▶ [The exercise]:
Repeat the entries word for word, starting at the line that contains "red-trimmed yurt roof" and continuing through the last line of the entries.

▶ [Entries on locating named things]:
▽

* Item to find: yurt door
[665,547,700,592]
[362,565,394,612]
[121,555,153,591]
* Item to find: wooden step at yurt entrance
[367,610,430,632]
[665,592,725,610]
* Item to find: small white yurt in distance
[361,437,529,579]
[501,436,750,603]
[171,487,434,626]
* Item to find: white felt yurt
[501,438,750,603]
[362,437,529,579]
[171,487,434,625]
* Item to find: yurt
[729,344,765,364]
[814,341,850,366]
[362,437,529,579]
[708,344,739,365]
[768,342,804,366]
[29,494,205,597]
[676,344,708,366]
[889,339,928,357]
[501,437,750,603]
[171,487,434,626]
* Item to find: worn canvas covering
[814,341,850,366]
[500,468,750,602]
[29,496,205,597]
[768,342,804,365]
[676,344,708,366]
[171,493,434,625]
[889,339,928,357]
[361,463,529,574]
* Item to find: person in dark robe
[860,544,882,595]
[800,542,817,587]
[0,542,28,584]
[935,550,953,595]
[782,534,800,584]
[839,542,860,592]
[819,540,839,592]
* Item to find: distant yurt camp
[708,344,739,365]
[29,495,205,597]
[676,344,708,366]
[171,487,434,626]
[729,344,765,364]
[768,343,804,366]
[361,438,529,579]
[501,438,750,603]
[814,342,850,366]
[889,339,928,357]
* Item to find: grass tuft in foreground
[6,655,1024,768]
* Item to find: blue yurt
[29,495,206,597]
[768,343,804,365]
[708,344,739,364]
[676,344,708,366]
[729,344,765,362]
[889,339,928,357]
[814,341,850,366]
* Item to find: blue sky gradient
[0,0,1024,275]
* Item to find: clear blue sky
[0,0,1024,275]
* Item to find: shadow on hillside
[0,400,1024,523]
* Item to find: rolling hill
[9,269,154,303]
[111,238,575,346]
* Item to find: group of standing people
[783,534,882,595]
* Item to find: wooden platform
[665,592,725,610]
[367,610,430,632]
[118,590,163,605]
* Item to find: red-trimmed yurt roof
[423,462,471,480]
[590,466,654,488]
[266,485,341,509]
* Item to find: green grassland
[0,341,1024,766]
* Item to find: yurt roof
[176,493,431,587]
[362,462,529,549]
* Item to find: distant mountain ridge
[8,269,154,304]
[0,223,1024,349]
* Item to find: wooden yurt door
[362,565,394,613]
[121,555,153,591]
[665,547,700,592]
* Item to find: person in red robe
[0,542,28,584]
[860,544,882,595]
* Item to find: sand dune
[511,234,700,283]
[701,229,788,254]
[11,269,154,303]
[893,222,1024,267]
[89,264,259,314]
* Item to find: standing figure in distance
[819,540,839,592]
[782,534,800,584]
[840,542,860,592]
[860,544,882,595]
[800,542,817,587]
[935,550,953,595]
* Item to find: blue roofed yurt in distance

△

▶ [Correct response]:
* Item to find: red-trimmed yurt roof
[423,462,471,480]
[590,466,654,488]
[266,485,341,509]
* Item to find: green grassland
[0,341,1024,766]
* Item to find: yurt roof
[176,493,431,587]
[362,462,529,549]
* Item to find: distant mountain ridge
[8,269,154,304]
[0,223,1024,349]
* Item to find: wooden yurt door
[362,565,394,613]
[121,555,153,591]
[665,547,700,592]
* Item to find: person in red robe
[0,542,28,584]
[860,544,882,595]
* Item to find: sand dune
[511,234,700,283]
[701,229,788,254]
[11,269,154,303]
[893,222,1024,267]
[89,264,259,314]
* Item to find: standing figure in distance
[819,540,839,592]
[782,534,800,584]
[840,542,860,592]
[860,544,882,595]
[800,542,817,587]
[935,550,953,595]
* Item to find: blue roofed yurt in distance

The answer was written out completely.